DATASET ROWS:
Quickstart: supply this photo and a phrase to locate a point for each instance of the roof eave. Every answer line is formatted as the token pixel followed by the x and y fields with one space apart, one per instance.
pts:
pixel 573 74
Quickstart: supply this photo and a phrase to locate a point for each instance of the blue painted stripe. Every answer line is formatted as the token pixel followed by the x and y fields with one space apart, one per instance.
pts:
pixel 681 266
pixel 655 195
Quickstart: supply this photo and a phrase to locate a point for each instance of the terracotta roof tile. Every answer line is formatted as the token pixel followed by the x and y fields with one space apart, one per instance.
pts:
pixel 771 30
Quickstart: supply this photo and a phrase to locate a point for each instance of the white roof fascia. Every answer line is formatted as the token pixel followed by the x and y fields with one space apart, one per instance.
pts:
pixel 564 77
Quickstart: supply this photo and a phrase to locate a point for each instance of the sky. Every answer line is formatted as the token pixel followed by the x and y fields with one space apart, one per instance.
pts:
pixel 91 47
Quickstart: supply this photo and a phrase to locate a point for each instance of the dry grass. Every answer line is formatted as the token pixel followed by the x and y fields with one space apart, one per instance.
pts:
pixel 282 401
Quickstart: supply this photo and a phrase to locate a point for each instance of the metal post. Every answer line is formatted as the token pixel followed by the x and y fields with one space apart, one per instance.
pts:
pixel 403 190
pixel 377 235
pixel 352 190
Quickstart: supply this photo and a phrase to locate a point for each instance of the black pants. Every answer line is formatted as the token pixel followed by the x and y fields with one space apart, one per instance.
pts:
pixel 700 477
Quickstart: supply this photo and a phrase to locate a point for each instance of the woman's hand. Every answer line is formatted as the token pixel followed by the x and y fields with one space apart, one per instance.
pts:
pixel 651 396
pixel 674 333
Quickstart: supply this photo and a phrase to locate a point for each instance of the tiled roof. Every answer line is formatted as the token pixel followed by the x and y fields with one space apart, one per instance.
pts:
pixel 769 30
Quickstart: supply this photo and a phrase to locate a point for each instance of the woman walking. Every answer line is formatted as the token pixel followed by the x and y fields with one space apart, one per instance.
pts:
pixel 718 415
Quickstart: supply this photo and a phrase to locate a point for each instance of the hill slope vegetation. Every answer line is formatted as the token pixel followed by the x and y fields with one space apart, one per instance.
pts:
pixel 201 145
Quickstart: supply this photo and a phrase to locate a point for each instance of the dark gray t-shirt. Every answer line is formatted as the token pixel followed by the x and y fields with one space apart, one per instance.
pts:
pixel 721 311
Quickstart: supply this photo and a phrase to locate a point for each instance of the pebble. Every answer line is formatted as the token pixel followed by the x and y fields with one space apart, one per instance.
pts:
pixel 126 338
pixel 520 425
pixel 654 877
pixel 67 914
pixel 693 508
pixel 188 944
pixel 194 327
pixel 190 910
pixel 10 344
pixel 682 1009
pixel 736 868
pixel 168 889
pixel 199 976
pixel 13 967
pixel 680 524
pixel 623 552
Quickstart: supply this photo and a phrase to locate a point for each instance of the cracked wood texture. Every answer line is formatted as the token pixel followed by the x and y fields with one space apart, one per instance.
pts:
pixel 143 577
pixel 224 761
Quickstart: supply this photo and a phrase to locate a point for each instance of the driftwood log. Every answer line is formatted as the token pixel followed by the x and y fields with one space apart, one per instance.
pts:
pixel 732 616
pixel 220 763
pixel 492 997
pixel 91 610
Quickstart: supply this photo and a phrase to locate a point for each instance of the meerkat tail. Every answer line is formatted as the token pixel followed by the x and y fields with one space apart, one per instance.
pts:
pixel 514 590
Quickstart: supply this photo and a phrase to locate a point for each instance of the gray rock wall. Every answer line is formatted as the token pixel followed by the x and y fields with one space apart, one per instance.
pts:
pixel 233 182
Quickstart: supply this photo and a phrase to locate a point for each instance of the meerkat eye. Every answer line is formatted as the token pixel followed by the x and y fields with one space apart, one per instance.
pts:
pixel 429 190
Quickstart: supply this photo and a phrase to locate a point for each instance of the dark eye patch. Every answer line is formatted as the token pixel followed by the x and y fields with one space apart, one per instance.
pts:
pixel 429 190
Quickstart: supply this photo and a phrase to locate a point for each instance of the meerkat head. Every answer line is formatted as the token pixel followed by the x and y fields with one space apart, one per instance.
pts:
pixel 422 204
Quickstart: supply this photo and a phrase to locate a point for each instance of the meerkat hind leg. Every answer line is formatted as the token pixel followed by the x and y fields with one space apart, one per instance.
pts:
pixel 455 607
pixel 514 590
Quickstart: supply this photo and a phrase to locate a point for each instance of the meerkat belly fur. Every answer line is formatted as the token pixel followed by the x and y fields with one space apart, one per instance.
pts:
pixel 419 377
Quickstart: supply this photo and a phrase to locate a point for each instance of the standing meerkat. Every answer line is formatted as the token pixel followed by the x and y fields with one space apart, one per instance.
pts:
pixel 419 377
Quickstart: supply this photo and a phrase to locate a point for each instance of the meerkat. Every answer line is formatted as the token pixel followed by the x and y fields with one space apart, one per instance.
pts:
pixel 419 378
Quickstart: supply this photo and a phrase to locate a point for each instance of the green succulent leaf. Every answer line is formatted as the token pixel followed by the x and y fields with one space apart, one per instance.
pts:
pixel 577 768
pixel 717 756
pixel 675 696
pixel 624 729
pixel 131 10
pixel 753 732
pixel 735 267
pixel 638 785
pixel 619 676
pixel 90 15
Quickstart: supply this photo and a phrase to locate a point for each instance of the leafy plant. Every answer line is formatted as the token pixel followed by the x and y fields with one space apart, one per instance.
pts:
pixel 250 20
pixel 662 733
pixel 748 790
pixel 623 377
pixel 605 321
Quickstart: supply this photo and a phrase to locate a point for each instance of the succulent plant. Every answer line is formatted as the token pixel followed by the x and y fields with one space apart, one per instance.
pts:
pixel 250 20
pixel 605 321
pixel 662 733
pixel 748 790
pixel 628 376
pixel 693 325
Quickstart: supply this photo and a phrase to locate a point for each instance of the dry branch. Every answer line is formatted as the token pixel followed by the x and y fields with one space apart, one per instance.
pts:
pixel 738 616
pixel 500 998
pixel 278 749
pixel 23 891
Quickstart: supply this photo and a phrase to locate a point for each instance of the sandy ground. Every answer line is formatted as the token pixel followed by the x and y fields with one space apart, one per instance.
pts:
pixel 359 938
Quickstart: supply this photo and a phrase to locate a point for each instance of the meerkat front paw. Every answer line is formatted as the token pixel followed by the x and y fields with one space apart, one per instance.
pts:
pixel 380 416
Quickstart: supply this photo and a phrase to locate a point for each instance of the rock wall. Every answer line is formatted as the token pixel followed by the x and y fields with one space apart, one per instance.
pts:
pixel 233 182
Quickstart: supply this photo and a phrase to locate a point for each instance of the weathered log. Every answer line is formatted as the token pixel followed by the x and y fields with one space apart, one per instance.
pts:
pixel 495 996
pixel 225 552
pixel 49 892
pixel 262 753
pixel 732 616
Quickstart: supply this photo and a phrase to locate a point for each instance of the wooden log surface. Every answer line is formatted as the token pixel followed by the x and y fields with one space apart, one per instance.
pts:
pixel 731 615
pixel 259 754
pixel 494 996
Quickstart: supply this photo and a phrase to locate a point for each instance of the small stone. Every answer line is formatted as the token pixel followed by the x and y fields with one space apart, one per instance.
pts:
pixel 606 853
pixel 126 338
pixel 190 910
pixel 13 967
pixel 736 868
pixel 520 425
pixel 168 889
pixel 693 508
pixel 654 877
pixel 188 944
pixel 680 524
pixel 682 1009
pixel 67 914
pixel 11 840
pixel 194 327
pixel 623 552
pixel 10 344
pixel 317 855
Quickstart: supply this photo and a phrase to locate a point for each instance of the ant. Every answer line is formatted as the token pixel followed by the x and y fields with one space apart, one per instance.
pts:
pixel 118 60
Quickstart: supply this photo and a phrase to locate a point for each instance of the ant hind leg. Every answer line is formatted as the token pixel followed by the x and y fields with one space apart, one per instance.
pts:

TASK DIRECTIONS:
Rewrite the part that opens with the line containing "the dark gray" and closes with the line containing "pixel 721 311", swapping "t-shirt" for "sweater" and keeping everything else the same. Give only those lines.

ANSWER TO THE EXERCISE:
Quickstart: supply this photo and a phrase to locate a point for each instance of the dark gray sweater. Every answer line is formatted as the token pixel followed by the x and y fields with one space apart, one per instance.
pts:
pixel 721 311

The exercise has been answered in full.